**Ihr Ziel**
Ermitteln Sie die Anzahl der folgenden Zeilen, die die Zeichenfolge „blue“ enthalten, unter Beachtung der Groß- und Kleinschreibung. Geben Sie nur diese Zahl an.

Datensätze zur Positionsannotation:

>>>>

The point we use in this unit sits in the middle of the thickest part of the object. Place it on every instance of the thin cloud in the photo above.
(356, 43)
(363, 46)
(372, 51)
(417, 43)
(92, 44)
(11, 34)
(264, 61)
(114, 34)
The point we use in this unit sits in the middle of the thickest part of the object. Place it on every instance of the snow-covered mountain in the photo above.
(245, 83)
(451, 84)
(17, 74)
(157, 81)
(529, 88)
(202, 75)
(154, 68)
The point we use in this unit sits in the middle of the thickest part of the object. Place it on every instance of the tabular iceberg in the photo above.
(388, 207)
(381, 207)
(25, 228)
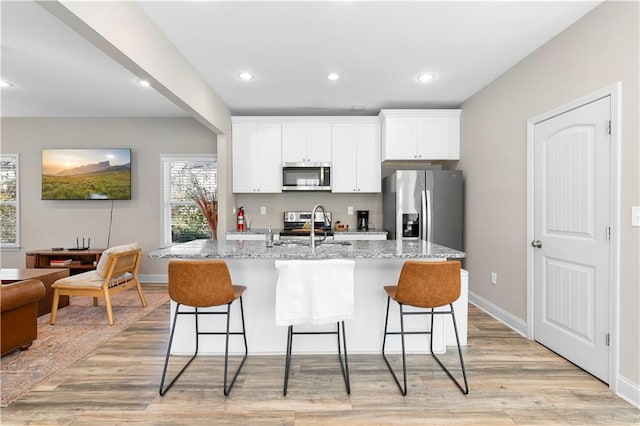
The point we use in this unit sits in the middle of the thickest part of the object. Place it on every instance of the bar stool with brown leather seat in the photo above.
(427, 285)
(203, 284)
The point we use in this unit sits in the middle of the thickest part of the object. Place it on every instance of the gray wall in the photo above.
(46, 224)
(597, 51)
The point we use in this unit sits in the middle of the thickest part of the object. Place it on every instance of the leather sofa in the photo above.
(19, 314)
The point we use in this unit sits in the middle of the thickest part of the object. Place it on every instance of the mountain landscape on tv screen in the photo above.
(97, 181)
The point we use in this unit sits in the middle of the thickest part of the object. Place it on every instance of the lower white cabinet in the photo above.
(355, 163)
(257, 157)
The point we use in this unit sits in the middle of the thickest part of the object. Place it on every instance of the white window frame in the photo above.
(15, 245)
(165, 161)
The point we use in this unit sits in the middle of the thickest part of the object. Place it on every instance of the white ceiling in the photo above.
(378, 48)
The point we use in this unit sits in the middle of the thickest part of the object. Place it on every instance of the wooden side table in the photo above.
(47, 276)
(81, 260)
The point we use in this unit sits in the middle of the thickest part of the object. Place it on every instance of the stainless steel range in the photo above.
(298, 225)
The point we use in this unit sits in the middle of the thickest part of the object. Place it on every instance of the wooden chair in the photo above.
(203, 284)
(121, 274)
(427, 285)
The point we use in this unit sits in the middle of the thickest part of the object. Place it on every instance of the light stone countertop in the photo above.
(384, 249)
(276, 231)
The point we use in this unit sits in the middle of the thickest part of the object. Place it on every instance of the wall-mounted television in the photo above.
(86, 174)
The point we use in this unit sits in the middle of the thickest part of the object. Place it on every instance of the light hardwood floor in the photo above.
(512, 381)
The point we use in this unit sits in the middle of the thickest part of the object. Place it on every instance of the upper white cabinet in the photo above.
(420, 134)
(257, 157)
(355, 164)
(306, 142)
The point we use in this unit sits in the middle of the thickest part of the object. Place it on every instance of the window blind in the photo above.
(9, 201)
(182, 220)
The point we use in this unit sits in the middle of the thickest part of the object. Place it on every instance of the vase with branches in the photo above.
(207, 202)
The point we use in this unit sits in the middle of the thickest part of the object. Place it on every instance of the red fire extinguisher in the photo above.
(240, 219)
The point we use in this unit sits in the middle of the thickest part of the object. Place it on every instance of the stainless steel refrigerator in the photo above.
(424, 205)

<<<<
>>>>

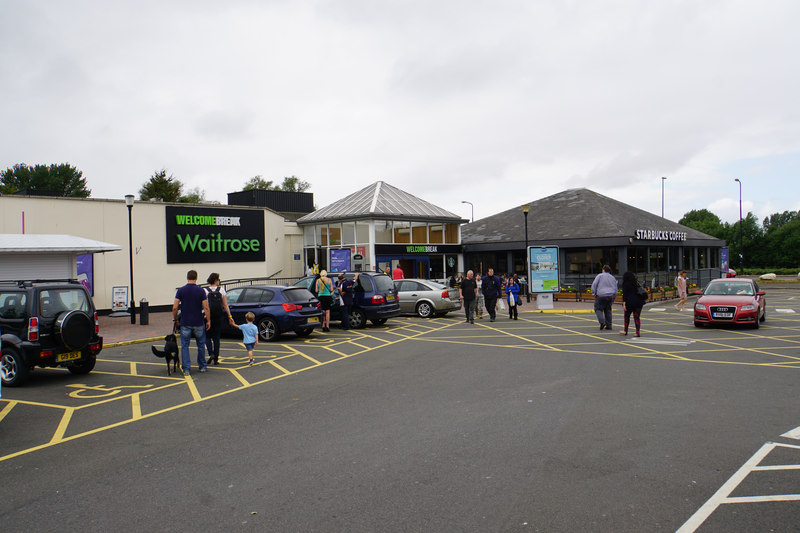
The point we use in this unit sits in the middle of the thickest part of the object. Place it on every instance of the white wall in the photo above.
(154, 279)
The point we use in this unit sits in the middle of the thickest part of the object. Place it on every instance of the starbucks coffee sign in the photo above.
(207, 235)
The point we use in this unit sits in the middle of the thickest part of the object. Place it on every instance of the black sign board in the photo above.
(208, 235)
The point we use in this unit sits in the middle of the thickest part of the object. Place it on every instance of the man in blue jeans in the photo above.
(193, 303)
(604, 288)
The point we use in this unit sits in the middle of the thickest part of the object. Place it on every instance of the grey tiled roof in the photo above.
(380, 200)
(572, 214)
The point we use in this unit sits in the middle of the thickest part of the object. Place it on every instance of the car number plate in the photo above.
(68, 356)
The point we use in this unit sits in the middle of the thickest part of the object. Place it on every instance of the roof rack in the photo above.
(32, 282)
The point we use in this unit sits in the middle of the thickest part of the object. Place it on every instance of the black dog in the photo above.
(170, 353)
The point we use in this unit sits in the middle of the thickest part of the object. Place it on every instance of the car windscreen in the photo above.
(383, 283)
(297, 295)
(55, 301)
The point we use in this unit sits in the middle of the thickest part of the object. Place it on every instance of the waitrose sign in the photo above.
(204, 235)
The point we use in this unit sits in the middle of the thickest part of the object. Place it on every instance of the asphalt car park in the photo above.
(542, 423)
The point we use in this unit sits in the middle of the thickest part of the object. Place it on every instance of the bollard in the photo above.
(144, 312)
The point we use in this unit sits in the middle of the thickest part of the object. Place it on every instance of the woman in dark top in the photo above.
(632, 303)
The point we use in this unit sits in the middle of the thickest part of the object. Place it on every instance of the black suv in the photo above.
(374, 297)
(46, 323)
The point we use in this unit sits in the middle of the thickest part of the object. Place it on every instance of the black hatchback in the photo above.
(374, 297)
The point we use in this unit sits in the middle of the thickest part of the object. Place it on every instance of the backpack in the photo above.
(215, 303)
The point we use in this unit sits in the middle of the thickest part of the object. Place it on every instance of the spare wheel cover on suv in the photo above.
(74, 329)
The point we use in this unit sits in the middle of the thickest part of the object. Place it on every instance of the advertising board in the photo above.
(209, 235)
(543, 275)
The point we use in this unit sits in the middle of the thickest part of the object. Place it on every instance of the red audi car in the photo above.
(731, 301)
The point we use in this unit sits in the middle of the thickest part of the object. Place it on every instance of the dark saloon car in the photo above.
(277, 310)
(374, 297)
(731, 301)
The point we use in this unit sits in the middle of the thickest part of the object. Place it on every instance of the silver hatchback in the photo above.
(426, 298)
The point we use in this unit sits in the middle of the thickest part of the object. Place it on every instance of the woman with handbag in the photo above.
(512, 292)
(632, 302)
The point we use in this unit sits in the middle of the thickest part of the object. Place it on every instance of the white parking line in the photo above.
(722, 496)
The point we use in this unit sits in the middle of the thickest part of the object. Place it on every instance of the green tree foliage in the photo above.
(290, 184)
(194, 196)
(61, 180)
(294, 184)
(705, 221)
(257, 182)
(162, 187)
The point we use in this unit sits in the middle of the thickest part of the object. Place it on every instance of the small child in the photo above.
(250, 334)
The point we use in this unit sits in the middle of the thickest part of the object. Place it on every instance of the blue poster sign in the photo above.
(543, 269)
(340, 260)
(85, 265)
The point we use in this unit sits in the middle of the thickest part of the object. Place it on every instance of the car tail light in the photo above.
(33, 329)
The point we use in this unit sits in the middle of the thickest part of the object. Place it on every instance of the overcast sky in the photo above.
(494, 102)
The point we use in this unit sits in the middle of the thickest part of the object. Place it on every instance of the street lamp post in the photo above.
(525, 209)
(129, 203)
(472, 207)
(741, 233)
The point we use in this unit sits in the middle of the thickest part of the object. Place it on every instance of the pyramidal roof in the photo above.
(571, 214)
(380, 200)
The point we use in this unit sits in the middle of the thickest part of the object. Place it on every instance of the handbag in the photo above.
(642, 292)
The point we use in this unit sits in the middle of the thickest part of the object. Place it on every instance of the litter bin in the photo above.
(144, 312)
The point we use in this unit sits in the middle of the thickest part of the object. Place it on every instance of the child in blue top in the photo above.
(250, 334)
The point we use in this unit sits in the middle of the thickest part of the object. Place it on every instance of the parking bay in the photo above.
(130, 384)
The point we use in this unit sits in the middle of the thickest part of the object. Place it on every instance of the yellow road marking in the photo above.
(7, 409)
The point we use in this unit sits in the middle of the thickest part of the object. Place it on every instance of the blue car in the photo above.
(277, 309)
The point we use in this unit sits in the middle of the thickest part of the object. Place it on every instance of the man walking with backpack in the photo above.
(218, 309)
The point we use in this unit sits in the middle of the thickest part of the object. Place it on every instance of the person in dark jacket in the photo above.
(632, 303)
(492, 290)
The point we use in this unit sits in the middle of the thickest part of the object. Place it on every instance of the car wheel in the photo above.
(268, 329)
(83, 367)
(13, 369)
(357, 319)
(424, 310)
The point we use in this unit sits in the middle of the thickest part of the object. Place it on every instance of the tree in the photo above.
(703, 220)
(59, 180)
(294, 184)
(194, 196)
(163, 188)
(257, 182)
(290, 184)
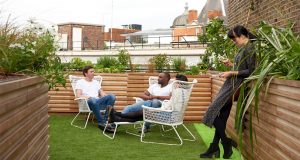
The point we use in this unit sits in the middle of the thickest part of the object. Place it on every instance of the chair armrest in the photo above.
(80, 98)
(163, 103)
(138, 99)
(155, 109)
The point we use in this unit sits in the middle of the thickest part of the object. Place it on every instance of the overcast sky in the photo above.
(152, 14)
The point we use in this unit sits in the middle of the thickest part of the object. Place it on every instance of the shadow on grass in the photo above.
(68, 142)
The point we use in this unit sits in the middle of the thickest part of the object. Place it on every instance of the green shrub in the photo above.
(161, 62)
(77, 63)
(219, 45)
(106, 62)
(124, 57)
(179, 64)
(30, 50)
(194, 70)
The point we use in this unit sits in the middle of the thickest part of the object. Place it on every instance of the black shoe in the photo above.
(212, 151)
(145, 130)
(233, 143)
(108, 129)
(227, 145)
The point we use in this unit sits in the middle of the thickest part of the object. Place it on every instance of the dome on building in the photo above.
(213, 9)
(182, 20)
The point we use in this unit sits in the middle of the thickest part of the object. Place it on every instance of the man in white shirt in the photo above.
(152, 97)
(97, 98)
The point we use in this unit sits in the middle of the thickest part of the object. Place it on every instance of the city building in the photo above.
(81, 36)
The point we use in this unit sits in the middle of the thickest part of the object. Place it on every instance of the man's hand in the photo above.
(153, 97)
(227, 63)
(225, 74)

<<<<
>>>>

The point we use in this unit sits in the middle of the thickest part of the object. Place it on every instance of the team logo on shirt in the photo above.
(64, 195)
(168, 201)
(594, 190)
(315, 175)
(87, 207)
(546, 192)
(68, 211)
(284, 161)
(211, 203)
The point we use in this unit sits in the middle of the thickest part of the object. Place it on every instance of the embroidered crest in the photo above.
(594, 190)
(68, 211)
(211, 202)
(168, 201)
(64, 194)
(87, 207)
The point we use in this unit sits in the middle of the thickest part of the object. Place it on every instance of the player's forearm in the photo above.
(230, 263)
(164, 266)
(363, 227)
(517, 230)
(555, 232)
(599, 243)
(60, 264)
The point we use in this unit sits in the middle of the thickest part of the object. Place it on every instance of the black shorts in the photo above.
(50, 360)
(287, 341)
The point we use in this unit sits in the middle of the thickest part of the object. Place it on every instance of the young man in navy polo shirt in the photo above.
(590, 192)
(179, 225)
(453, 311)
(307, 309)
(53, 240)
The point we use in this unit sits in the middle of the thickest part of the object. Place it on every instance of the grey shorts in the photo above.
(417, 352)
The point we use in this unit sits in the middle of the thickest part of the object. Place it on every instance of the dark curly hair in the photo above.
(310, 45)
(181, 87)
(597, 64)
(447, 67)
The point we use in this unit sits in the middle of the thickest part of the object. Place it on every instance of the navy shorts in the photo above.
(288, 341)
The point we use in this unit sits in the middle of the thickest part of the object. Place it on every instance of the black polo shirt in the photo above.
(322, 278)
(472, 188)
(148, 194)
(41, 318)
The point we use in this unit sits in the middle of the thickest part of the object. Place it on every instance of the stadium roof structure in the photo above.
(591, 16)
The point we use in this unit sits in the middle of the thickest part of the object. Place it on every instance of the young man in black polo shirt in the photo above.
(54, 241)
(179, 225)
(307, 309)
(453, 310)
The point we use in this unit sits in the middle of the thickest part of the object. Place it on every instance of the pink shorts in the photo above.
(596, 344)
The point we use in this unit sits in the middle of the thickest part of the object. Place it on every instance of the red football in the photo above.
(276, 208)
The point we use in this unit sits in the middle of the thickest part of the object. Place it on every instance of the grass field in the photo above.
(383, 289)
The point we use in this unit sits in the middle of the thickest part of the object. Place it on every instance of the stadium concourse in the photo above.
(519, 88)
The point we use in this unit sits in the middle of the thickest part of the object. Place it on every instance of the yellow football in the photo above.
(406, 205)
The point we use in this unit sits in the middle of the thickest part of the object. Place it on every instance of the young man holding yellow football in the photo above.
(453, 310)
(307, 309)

<<<<

**Antwort**
4